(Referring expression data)
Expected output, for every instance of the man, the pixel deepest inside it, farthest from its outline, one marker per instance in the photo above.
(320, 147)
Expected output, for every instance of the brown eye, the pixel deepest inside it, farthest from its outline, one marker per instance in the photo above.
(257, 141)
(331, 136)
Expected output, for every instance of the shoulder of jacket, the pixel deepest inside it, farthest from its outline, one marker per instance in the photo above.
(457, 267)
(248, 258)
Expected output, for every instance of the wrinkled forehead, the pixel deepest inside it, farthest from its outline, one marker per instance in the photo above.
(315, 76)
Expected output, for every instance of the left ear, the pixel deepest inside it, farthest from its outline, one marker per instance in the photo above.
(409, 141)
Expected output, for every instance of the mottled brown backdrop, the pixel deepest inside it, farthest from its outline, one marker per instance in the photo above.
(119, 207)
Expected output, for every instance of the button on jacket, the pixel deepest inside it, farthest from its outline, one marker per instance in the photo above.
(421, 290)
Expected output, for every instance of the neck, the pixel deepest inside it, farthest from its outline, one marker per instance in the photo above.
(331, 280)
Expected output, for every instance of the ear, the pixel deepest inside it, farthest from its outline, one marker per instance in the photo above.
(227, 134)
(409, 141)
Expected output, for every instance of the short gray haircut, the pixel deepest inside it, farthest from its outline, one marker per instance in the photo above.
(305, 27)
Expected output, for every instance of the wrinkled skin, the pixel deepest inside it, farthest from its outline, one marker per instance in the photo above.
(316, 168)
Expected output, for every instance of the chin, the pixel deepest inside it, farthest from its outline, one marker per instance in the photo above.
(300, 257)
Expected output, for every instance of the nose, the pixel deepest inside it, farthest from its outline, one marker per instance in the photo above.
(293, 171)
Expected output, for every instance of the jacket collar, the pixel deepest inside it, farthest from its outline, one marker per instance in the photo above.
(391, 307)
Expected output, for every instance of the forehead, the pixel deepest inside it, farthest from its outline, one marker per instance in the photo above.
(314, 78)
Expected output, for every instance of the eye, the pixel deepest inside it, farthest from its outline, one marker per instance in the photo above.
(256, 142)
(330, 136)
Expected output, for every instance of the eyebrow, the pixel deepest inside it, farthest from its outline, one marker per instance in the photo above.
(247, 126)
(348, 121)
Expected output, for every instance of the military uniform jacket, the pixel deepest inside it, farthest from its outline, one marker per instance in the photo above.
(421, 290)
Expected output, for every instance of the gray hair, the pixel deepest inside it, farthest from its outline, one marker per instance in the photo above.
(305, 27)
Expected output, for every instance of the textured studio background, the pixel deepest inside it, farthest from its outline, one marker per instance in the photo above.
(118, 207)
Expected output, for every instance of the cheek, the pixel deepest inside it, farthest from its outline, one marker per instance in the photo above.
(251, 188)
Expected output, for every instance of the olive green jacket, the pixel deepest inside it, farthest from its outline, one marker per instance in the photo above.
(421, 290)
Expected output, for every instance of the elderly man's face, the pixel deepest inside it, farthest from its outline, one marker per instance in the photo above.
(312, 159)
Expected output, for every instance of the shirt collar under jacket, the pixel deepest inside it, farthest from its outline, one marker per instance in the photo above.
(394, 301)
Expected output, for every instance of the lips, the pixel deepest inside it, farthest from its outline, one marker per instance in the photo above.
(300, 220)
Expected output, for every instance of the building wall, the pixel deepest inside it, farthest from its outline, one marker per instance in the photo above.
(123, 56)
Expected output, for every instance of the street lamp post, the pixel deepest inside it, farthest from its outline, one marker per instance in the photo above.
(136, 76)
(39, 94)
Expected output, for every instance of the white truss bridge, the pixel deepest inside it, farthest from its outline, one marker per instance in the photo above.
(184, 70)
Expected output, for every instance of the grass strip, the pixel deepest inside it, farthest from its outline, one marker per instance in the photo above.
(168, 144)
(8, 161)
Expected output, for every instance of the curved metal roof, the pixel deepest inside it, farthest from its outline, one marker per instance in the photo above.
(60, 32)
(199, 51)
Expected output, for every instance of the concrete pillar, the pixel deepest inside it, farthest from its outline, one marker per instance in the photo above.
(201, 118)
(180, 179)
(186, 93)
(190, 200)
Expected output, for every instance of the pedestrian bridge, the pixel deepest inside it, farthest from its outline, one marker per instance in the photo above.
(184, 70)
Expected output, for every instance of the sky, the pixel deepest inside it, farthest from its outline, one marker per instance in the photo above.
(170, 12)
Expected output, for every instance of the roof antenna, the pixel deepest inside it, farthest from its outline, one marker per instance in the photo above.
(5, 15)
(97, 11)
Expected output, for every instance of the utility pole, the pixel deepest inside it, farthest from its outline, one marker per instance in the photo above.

Aim of the task =
What is needed is an exact copy of the lines from the one containing "Expected output, for every instance of the pedestrian" through the last line of the records, and nothing else.

Final answer =
Expected output, for every instance of the pedestrian bridge, the pixel deepest inside it, farthest from its outline, one marker per instance in the photo above.
(184, 70)
Expected output, for every instance of the sky, the pixel deepest inside it, farthest from its outline, one marker per instance in the photo above.
(170, 12)
Expected output, for every instance of the roof antenna, the pixel deepest inside it, farthest from its outline, one marker per instance in the photo above.
(5, 15)
(97, 11)
Expected output, for every instance of the utility pole, the pixel deepest inside it, farthest from its outline, one marker per instance in the photo above.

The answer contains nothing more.